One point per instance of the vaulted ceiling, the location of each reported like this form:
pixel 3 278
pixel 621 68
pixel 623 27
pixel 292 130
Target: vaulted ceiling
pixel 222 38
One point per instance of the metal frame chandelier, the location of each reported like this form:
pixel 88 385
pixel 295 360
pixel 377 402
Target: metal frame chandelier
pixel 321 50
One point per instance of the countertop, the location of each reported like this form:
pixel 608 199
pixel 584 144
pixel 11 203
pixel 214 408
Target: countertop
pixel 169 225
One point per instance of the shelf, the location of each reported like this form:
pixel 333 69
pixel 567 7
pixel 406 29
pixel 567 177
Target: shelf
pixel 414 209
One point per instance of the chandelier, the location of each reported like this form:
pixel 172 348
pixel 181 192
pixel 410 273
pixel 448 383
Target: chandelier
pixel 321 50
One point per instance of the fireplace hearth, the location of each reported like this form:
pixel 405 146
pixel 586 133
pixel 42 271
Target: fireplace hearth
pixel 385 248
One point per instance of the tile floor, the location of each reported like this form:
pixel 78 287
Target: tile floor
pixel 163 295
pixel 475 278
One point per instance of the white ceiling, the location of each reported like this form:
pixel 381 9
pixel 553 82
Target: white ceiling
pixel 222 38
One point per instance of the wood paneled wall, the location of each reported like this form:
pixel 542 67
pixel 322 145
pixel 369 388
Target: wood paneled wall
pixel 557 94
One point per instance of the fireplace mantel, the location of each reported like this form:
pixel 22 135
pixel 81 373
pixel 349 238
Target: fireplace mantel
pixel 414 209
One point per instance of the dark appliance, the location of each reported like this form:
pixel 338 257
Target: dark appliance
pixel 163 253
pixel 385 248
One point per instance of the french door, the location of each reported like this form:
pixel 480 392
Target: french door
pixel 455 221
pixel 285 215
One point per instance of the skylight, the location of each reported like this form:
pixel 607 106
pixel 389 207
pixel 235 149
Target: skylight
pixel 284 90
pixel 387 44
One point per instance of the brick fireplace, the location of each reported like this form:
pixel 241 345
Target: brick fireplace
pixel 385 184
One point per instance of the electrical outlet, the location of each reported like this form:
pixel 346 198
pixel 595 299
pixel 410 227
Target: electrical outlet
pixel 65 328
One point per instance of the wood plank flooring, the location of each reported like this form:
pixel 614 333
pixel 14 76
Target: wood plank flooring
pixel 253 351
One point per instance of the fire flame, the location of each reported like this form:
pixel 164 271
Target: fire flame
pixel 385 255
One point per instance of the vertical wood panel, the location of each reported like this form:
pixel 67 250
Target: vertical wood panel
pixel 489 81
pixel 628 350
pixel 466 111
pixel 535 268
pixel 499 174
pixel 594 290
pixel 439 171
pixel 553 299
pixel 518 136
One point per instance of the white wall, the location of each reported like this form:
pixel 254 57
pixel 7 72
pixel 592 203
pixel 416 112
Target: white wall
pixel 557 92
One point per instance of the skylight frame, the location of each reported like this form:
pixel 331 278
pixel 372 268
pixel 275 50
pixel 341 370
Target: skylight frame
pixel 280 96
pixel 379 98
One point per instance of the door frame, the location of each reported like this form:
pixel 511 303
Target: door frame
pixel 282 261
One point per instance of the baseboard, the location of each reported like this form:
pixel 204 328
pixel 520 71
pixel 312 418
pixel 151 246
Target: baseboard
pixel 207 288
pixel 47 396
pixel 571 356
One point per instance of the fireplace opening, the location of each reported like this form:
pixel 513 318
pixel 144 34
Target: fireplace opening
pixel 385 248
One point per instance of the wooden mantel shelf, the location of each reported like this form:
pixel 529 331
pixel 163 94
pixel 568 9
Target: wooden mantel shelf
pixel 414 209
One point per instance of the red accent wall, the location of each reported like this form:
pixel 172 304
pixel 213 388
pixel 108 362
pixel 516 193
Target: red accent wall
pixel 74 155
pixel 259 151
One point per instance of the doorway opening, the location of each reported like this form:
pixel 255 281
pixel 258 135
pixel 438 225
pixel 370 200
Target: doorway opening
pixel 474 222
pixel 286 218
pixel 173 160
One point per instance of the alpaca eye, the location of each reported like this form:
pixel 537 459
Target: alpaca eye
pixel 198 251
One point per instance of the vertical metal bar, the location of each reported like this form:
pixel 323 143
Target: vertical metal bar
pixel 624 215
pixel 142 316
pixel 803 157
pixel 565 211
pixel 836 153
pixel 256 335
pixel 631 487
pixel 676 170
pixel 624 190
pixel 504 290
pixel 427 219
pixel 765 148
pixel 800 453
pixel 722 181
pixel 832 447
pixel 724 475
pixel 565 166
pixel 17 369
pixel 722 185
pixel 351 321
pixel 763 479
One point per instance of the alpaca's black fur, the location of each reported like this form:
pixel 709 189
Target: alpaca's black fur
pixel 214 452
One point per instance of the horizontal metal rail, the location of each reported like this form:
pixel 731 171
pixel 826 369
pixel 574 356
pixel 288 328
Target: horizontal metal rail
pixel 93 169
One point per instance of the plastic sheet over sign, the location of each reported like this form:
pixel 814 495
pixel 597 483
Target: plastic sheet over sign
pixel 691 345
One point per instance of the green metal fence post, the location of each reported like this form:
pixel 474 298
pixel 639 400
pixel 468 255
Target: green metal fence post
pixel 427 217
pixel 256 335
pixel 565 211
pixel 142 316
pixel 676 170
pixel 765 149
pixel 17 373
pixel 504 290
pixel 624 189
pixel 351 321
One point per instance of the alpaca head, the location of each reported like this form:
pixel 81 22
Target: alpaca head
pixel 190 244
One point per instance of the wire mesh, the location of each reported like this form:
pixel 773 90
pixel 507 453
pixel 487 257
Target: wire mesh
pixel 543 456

----

Could you retype all of the entries, leaving every character unchanged?

One point per instance of the vaulted ceiling, the location of each reported like this form:
pixel 3 278
pixel 621 68
pixel 623 27
pixel 292 130
Target: vaulted ceiling
pixel 222 38
One point per instance of the metal frame chandelier, the location of each reported like this form:
pixel 88 385
pixel 295 360
pixel 377 402
Target: metal frame chandelier
pixel 321 50
One point per instance of the countertop, the location of each reported like this form:
pixel 608 199
pixel 584 144
pixel 11 203
pixel 214 408
Target: countertop
pixel 169 225
One point per instance of the shelf, the location of each reported like this form:
pixel 333 69
pixel 567 7
pixel 406 29
pixel 567 177
Target: shelf
pixel 414 209
One point per instance of the chandelier, the location of each reported like this form:
pixel 172 348
pixel 181 192
pixel 410 273
pixel 448 383
Target: chandelier
pixel 321 50
One point per instance of the fireplace hearth, the location of each reported like this form:
pixel 405 146
pixel 586 133
pixel 42 271
Target: fireplace hearth
pixel 385 248
One point per instance of the tile floor, the location of each reported like this form:
pixel 78 287
Target: tile floor
pixel 163 295
pixel 475 278
One point per instance of the white ceiling, the location of each reported like this form:
pixel 381 9
pixel 553 82
Target: white ceiling
pixel 222 38
One point per instance of the wood paneled wall, the location of each reported like this form:
pixel 542 67
pixel 322 145
pixel 369 388
Target: wood paneled wall
pixel 557 94
One point per instance of the fireplace mantel, the location of each reported like this form:
pixel 22 135
pixel 81 373
pixel 349 238
Target: fireplace mantel
pixel 414 209
One point per instance of the dark appliance, the location of each reported like this form:
pixel 338 257
Target: dark appliance
pixel 163 253
pixel 385 248
One point per instance of the french door, the location of each reported like this form:
pixel 480 392
Target: french door
pixel 455 221
pixel 285 215
One point per instance of the skylight, the location of each reported like this form:
pixel 607 106
pixel 389 207
pixel 235 149
Target: skylight
pixel 284 90
pixel 387 44
One point per instance of the brick fireplace, the location of each reported like this form:
pixel 241 345
Target: brick fireplace
pixel 385 184
One point per instance of the electrical outlet, the location of each reported like this form:
pixel 346 198
pixel 595 299
pixel 410 227
Target: electrical outlet
pixel 65 328
One point per instance of the wood plank flooring, the location of each reported like this form:
pixel 614 333
pixel 14 76
Target: wood plank flooring
pixel 253 351
One point per instance of the fire flame, the location of each reported like this form:
pixel 164 271
Target: fire flame
pixel 385 255
One point per instance of the vertical wood panel, the location of each reported like this form:
pixel 67 250
Target: vertical wood panel
pixel 489 81
pixel 628 350
pixel 466 111
pixel 535 268
pixel 499 174
pixel 594 290
pixel 439 171
pixel 553 299
pixel 518 136
One point per instance of the white wall, the location of each reported like this form:
pixel 254 57
pixel 7 72
pixel 592 203
pixel 416 112
Target: white wall
pixel 557 92
One point per instance of the skylight frame, the location of each reported like this form:
pixel 331 278
pixel 372 268
pixel 275 50
pixel 341 370
Target: skylight frame
pixel 280 96
pixel 379 98
One point per instance of the door frame, the location of each reported like this form:
pixel 511 303
Target: door frame
pixel 282 261
One point per instance of the baseboard, the location of each reported like this form:
pixel 204 328
pixel 520 71
pixel 312 418
pixel 151 246
Target: baseboard
pixel 207 288
pixel 47 396
pixel 571 356
One point per instance of the fireplace opening, the location of each reported like this form:
pixel 513 318
pixel 144 34
Target: fireplace opening
pixel 385 248
One point per instance of the wooden mantel shelf, the location of each reported like this form:
pixel 529 331
pixel 163 94
pixel 568 9
Target: wooden mantel shelf
pixel 414 209
One point per instance of the red accent wall, the location of each reported like this form:
pixel 172 304
pixel 213 388
pixel 108 362
pixel 516 193
Target: red accent wall
pixel 74 155
pixel 259 151
One point per instance of the doorway opening, the location of each reported like this form:
pixel 255 281
pixel 258 135
pixel 438 225
pixel 370 200
Target: doorway opening
pixel 474 222
pixel 286 218
pixel 173 160
One point per instance of the alpaca eye, the location of each reported like this form:
pixel 537 459
Target: alpaca eye
pixel 198 251
One point per instance of the vertical metal bar, the location of each reported like this form:
pixel 323 143
Target: vertical metal bar
pixel 624 215
pixel 142 316
pixel 803 157
pixel 565 211
pixel 836 153
pixel 256 335
pixel 631 487
pixel 676 170
pixel 624 190
pixel 504 290
pixel 427 219
pixel 765 148
pixel 800 453
pixel 722 181
pixel 832 447
pixel 724 475
pixel 565 166
pixel 17 369
pixel 722 185
pixel 351 321
pixel 763 479
One point per instance of the alpaca's black fur, the location of each reported like this form:
pixel 709 189
Target: alpaca's black fur
pixel 214 452
One point per instance of the horizontal metal rail, the location of each reported like this form:
pixel 731 171
pixel 826 369
pixel 574 356
pixel 288 328
Target: horizontal metal rail
pixel 93 169
One point per instance of the plastic sheet over sign, the location of each reported like this form:
pixel 814 495
pixel 597 483
Target: plastic sheet over sign
pixel 691 345
One point per instance of the green metal fence post, the location of each reported like this form:
pixel 474 298
pixel 639 400
pixel 468 255
Target: green metal fence post
pixel 427 217
pixel 256 335
pixel 565 211
pixel 142 316
pixel 676 170
pixel 765 149
pixel 17 373
pixel 504 290
pixel 624 189
pixel 351 321
One point per instance of the alpaca head, the location of each reported like this form:
pixel 81 22
Target: alpaca head
pixel 190 244
One point per instance of the wire mesh, the location of each reported like this form:
pixel 773 90
pixel 507 453
pixel 487 257
Target: wire mesh
pixel 543 456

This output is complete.